Given problem 1:
In the passage on Belfast and The Troubles, what year did The Troubles end, and what agreement ended them?
Given problem 2:
According to the passage on Belfast and The Troubles, why does the writer mention Baghdad, Kabul, and Aleppo when describing 1970s Belfast to the Middle Age Miles kids?
Given problem 3:
Continue the passage on Belfast and The Troubles, starting after its last sentence.

Quoted passage:
■ ■ ■ ■
Philly and I grew up during the height of The Troubles in Northern Ireland. Unionists versus Irish Republicans. Scary men in black ski masks. Car bombs. Violence in Belfast was a staple of the nightly newscast. Aside from Vietnam, the Belfast of our childhood seemed like pretty much the scariest place on earth. I’m not sure it really has a current-day counterpart, but when we explain it to the Middle Age Miles kids, we invoke places like Baghdad, Iraq; Kabul, Afghanistan; and Aleppo, Syria. None of these places really “fit” as a reflection of Belfast in the 1970’s, but they at least convey the image of “scary.”
Fast forward to the 2010’s – The Troubles are long since over, having ended in 1998 with the Good Friday Agreement. If you drive between Dublin and Belfast, there won’t be a squadron of heavily armed guards and no gruff soldiers with machine guns gruffly questioning you about your intentions. To the contrary, there’s no immigration, no customs check, and no border crossing at all when you pass between the Republic of Ireland and Northern Ireland. Believe it or not, there’s not even a sign welcoming you to the UK or Northern Ireland when you enter, nor is there a sign denoting your passage into the Republic of Ireland going the other way.
■ ■ ■ ■
Supplied material:
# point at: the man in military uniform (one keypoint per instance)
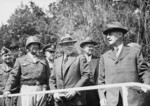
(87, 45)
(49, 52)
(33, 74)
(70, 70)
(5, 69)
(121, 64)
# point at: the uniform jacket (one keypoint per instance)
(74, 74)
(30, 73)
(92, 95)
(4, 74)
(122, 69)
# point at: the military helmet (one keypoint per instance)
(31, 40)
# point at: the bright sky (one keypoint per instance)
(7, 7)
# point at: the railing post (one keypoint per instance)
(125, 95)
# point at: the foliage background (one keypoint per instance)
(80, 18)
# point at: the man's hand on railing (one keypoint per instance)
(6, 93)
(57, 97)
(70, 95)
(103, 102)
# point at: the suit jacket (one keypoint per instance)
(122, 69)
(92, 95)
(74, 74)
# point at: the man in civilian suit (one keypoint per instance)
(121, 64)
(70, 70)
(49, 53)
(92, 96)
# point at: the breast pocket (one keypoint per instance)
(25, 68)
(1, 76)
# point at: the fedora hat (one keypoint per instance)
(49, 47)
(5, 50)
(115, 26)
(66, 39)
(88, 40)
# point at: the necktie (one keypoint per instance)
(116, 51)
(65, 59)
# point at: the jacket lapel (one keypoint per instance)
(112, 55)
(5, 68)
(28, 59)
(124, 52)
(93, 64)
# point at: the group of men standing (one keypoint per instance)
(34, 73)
■ ■ ■ ■
Task result 1:
They ended in 1998 with the Good Friday Agreement.

Task result 2:
None of those cities truly "fits" as a reflection of Belfast in the 1970s, and the writer isn't sure Belfast has a current-day counterpart. They are used because they at least convey the image of "scary."

Task result 3:
Now, the city center of Belfast reveals a calm and seemingly-safe area. Belfast is now about 350,000 people (roughly double that in its metropolitan area) that is in the process of evolving from an old industrial, shipyard-dominated town into a new and modern city. Visitors to Belfast can be comfortable, yet I feel that the true city neighborhoods still harbor a good deal of Protestant/Catholic religious-based tension.
I’d say that I enjoyed Belfast and I feel like we only scratched the surface of what’s there, but you don’t “need” to go to Belfast. Well, unless you’re a huge Titanic buff, in which case you absolutely must go to Belfast. Beyond that, it’s a very convenient place to base for an excursion to Giant’s Causeway (which as you know from our recent article is an absolute must-visit place), so it would be easy to spend a night or two there.
Key Sights and Things to Do in Belfast
Let’s take a look at some of the key sights and things to do in Belfast, starting with the Titanic exhibit. First things first, here’s a map to orient you to the sights we’ll cover here:
(1) Titanic Belfast
I think for all of us, the story of the R.M.S. Titanic is a captivating one – the largest and most luxurious ship ever built, the unsinkable boat rendered helpless by an iceberg in the North Atlantic on her maiden voyage, the human tragedy from her demise. The story became even more compelling when it was dramatically brought to life in James Cameron’s epic Oscar-winning movie. It’s hard to imagine that it’s been 21 years since Titanic was released.
If you’re a Titanic buff, then Titanic Belfast is probably on your bucket list. If that’s you, start planning your trip to Belfast now and get ready for a day you’ll always remember. For most of the rest of us, for whom the story of the Titanic is interesting, or who just liked the movie, Titanic Belfast makes for a very good and entertaining half-day.
Titanic Belfast is relatively new, having just opened in 2012. The building itself is impressive in both design and size. It’s located in the old Belfast shipyard where the Titanic and its sister vessels were built, now an urban renewal area known as the Titanic Quarter.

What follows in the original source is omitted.